By expounding on its
peaceful intentions to explain last year's flurry of
diplomatic and economic initiatives, Beijing seeks to
allay Asian worries over the Chinese dragon's
lengthening shadow. In addition, by highlighting how
China's growing economic strength will benefit the less
developed countries of Southeast Asia and Central Asia,
Beijing is working to gain their active engagement in
China's economic plan.
As Premier Wen Jiabao
told the ASEAN (Association of Southeast Asian Nations)
leaders during their October summit last October, "A
developed and stronger China will bring about
development opportunities and tangible benefits to every
Asian country. It is a great contribution to the peace
and development of Asia."
Finally, by
contrasting the differences between Chinese and US
policies, the Chinese leadership is attempting to
undermine Washington's relationships with Asian nations
and to supplant the United States as the predominant
power in Asia.
Foreign policy reinforces
domestic stability The Chinese leadership defines
its primary national interests as retaining Communist
Party control and achieving international acceptance of
China as the Asian superpower with hegemony over the
region. To retain a "mandate from heaven" legitimacy as
the ruling power and to reduce the risks stemming from
domestic civil unrest, the party sees the need
continually to improve the economic condition of the
country and, more important, of the populace.
Economic growth must be sufficient to absorb the
millions of new workers entering the workforce annually,
incorporate the unemployed workforce already displaced
by closures of inefficient state-owned enterprises, and
attain what has become a mantra of 8 percent annual
economic growth.
One of the most effective means
to achieve these ends is to increase and formalize
economic engagement with Asian nations. China's
declining ability to meet its agricultural and energy
needs through its own domestic supplies adds a sense of
urgency to the strategy. A prerequisite condition to
achieving these goals, however, is to maintain regional
peace as well as to dampen regional fears over the
potential consequences of China's growing power.

▶ _DATA FOR PROCESSING_:

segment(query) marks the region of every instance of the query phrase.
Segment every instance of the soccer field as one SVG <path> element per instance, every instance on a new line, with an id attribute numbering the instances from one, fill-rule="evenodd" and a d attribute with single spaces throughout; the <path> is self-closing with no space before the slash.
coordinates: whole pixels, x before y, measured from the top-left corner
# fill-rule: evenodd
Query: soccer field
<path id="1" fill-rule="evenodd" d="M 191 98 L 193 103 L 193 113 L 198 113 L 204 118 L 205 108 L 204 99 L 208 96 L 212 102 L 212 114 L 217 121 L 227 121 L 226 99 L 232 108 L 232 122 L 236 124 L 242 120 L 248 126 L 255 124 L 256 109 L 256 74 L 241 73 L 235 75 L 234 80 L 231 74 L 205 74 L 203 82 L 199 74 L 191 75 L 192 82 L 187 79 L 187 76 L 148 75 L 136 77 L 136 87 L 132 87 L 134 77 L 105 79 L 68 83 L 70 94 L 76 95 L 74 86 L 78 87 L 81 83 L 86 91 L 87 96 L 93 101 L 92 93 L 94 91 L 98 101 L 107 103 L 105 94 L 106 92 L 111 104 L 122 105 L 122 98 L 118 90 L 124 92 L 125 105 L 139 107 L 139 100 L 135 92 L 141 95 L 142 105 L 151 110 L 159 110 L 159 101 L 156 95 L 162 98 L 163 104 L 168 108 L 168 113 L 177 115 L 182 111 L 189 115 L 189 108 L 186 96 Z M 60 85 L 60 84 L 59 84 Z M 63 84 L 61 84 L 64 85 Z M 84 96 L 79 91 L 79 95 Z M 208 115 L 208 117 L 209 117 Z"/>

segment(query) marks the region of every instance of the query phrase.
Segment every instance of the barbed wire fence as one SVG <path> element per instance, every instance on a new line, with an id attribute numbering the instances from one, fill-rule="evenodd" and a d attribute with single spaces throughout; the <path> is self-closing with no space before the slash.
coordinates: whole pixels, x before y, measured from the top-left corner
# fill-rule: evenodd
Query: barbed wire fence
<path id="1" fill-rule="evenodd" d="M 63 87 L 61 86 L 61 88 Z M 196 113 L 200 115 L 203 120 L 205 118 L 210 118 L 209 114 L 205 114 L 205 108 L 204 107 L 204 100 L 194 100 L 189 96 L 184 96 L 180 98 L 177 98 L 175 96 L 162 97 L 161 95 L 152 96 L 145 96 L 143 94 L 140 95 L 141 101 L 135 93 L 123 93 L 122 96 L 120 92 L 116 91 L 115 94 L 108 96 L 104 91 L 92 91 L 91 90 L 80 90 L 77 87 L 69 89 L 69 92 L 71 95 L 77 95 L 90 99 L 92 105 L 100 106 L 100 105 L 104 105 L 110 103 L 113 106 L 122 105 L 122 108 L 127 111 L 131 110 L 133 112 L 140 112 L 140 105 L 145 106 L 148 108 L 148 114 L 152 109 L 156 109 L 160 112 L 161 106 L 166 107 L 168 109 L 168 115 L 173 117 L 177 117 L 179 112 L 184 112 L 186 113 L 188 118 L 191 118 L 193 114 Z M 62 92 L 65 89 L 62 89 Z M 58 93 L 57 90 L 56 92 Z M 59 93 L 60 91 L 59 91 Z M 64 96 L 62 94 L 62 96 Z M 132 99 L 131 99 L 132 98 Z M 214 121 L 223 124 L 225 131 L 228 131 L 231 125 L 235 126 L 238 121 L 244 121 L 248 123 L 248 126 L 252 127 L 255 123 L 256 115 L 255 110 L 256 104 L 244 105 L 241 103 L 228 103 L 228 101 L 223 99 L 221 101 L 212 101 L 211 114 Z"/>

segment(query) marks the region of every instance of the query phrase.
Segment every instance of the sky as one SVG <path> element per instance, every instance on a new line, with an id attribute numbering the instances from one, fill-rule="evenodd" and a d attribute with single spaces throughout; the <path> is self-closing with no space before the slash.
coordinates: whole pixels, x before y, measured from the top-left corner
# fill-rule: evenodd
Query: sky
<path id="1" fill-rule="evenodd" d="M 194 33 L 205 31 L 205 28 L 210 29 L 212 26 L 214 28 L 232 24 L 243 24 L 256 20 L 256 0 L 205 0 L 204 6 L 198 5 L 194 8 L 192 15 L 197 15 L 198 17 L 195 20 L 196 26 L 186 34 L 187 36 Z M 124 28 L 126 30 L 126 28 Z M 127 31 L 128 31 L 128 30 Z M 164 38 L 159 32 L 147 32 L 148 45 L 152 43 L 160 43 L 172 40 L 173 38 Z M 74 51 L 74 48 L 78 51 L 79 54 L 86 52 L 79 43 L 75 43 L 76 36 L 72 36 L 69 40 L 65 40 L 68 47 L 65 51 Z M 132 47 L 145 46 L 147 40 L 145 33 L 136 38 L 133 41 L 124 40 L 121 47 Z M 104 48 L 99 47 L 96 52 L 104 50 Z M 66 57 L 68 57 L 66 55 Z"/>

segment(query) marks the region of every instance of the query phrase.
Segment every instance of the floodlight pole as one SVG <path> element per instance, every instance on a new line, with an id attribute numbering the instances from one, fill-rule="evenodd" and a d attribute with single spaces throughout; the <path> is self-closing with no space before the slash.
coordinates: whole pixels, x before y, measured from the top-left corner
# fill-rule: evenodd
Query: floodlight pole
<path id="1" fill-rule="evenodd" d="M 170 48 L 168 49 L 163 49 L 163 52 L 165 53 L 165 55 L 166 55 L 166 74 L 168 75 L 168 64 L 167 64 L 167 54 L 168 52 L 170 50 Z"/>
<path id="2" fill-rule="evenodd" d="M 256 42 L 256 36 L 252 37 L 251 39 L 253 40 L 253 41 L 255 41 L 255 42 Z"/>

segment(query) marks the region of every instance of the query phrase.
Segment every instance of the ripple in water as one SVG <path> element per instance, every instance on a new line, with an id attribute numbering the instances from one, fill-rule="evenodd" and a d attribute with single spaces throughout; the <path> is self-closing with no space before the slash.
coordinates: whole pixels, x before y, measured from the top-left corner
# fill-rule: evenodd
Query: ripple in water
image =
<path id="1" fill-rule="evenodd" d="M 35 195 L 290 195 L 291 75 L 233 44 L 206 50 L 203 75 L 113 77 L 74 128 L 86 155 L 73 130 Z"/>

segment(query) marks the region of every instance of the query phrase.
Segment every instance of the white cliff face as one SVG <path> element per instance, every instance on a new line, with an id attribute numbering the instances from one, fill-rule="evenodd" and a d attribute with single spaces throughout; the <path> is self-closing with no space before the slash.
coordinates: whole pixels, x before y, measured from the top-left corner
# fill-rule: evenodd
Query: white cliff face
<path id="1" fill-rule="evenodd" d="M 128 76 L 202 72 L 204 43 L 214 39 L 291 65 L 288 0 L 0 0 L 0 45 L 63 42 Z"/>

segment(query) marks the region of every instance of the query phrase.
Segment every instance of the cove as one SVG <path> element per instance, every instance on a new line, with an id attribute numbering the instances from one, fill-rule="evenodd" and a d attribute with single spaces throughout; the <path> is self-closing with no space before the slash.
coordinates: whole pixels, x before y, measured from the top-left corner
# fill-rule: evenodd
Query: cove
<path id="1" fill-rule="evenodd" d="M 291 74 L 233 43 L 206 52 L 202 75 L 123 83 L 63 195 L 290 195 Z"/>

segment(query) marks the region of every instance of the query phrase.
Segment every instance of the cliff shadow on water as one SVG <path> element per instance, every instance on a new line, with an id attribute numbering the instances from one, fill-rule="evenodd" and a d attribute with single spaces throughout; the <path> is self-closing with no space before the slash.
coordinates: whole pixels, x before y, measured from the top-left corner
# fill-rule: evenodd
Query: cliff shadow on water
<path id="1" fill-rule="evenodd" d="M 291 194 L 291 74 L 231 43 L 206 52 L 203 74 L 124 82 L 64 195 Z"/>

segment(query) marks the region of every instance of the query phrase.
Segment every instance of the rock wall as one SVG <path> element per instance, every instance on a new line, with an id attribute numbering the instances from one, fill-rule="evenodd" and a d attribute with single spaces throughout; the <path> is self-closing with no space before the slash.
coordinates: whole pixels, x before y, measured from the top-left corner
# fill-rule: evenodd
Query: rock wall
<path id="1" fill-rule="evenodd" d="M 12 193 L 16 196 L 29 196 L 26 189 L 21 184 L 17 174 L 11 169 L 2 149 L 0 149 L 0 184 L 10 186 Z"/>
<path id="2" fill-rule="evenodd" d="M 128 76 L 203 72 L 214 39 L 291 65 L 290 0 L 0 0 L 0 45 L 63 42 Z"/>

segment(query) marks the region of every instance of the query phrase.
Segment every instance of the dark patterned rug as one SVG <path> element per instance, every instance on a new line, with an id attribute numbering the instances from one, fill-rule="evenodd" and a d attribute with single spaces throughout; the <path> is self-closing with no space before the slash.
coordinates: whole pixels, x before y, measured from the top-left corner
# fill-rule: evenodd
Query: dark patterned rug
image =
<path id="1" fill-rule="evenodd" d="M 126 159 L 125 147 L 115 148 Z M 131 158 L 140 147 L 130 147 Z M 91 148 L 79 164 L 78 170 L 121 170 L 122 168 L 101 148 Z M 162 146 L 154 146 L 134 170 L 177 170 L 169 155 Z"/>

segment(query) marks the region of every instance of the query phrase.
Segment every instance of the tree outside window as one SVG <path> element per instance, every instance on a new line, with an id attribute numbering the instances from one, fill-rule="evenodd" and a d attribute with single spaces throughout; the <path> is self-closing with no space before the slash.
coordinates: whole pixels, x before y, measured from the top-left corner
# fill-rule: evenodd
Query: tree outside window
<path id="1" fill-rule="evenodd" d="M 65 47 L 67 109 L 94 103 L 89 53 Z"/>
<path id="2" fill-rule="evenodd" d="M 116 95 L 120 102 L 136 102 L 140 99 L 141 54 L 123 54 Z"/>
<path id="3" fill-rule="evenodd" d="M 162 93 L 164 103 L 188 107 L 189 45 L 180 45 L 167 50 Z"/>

--

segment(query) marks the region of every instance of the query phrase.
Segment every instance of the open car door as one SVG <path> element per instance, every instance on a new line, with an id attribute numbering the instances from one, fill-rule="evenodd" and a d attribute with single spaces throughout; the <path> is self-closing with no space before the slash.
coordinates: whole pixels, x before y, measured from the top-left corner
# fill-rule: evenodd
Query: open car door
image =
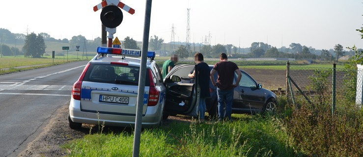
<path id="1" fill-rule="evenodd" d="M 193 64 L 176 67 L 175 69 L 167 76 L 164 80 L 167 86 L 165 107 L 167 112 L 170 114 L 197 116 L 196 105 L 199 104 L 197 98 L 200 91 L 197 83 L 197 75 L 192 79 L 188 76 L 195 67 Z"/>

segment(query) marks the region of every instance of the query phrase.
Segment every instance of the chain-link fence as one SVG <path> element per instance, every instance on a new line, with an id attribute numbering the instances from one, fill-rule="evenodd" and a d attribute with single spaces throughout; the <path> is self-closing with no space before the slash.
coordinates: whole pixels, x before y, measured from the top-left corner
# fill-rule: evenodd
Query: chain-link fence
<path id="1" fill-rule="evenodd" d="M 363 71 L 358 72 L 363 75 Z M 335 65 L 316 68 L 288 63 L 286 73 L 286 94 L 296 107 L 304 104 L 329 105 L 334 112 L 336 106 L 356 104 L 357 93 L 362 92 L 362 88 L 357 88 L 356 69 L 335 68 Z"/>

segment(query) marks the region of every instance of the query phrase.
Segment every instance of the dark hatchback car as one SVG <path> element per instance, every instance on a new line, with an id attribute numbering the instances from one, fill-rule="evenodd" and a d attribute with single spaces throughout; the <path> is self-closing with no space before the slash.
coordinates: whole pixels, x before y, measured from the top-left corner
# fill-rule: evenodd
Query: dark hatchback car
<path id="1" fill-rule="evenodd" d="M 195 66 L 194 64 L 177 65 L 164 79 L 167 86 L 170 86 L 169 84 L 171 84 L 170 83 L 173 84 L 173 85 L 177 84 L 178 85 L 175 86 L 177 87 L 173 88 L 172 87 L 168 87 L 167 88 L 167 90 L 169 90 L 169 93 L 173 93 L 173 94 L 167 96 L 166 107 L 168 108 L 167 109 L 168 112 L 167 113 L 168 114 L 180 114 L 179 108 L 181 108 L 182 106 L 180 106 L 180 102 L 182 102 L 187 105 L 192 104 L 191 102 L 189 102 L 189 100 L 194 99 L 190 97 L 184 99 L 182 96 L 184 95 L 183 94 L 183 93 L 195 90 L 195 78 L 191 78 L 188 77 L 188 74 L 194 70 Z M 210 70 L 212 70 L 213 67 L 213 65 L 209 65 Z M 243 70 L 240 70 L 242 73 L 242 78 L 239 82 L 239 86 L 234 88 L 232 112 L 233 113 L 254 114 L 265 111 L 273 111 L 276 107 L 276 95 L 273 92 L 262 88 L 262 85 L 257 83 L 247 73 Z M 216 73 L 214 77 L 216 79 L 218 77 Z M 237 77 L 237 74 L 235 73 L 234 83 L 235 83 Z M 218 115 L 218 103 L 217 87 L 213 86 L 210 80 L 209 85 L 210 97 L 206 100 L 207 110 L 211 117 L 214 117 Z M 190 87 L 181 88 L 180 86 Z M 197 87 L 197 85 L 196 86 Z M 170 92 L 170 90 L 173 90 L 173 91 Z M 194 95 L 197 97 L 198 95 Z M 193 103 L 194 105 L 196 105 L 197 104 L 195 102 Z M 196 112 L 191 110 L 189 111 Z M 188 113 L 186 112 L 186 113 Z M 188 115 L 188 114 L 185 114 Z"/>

---

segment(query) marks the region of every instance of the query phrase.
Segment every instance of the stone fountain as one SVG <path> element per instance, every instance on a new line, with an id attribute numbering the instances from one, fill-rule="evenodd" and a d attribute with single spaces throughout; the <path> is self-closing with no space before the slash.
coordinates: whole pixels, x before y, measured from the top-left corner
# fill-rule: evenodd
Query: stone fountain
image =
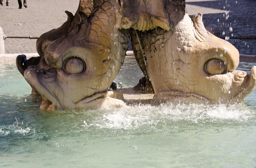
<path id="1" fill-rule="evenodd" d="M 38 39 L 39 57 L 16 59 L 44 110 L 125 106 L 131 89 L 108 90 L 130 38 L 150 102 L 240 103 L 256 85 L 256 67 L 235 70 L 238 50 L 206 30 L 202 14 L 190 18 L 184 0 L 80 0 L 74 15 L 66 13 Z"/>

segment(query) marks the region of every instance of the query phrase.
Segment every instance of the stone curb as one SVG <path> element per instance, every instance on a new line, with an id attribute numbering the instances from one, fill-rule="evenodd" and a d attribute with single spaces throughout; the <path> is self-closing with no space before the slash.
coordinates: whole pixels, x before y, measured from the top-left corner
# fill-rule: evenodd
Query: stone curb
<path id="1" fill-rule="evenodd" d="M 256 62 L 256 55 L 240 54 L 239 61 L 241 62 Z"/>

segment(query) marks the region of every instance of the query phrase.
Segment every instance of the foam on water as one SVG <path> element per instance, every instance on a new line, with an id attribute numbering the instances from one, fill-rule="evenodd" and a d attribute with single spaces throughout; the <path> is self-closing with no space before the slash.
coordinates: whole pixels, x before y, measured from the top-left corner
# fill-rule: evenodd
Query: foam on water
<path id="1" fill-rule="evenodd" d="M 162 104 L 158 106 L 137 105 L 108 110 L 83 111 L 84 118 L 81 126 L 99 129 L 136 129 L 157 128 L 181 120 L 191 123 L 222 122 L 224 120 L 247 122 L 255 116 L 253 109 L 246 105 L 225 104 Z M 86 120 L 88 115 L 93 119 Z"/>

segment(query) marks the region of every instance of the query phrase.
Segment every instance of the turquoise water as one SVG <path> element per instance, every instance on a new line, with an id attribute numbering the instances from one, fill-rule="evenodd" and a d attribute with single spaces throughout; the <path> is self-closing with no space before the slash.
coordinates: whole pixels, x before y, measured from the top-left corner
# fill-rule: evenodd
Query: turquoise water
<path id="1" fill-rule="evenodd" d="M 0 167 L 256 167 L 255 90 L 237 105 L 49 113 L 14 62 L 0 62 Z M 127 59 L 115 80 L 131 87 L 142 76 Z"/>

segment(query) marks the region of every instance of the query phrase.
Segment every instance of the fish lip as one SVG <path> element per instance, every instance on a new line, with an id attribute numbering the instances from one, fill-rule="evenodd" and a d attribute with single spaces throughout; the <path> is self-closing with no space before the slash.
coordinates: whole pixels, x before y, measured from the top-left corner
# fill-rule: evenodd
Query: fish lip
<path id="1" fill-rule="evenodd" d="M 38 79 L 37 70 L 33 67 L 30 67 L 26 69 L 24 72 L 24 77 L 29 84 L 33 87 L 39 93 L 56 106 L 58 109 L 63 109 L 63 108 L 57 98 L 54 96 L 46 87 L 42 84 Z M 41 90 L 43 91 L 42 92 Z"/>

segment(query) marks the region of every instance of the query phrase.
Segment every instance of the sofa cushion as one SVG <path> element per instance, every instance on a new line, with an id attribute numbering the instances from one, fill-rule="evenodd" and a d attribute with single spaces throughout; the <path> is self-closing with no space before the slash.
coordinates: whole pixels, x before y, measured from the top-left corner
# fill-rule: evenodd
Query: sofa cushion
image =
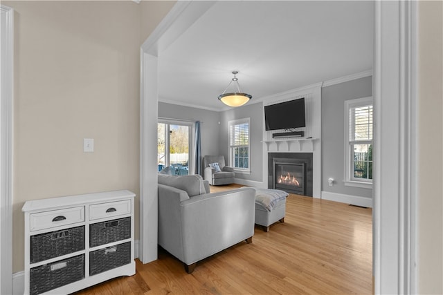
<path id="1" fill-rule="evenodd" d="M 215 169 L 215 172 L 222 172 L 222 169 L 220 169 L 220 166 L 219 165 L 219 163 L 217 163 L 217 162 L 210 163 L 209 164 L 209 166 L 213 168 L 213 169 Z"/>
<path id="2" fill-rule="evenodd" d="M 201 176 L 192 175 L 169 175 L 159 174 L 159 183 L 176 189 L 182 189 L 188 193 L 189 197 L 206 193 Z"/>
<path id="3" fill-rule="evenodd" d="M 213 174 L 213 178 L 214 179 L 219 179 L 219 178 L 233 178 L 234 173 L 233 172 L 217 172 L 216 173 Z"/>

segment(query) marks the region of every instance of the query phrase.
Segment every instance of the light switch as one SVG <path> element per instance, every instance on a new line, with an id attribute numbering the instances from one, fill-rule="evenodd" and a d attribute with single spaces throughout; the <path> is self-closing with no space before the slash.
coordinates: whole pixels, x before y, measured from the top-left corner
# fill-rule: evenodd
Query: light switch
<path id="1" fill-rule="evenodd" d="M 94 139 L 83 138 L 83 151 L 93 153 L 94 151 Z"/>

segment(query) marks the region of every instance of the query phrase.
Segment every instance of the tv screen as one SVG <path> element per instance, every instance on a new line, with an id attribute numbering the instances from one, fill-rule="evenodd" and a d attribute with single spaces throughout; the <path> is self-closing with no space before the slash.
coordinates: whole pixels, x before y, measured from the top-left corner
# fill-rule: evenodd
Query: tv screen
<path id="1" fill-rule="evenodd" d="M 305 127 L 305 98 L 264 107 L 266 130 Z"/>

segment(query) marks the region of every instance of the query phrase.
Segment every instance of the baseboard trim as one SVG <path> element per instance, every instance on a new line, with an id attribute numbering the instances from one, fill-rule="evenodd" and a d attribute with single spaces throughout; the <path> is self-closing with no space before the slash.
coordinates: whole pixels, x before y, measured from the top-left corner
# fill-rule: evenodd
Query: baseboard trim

▶ _EXERCISE REQUIREMENTS_:
1/ Quote the passage on China's foreign policy word for word. Begin at the words "As Premier Wen" and stop after "power in Asia.".
2/ Pull out every line of the rows that contains the string "window", matching case exactly.
The passage on China's foreign policy and the rows have nothing to do with each other.

▶ _RESPONSES PER TASK_:
1/
As Premier Wen Jiabao
told the ASEAN (Association of Southeast Asian Nations)
leaders during their October summit last October, "A
developed and stronger China will bring about
development opportunities and tangible benefits to every
Asian country. It is a great contribution to the peace
and development of Asia."
Finally, by
contrasting the differences between Chinese and US
policies, the Chinese leadership is attempting to
undermine Washington's relationships with Asian nations
and to supplant the United States as the predominant
power in Asia.

2/
Segment every instance of the tree outside window as one SVG <path> element per instance, every instance on a new line, with an id attribute numbering the instances from one, fill-rule="evenodd" and a d attribute with single spaces throughout; the <path> is self-closing with no space before the slash.
Query: tree outside window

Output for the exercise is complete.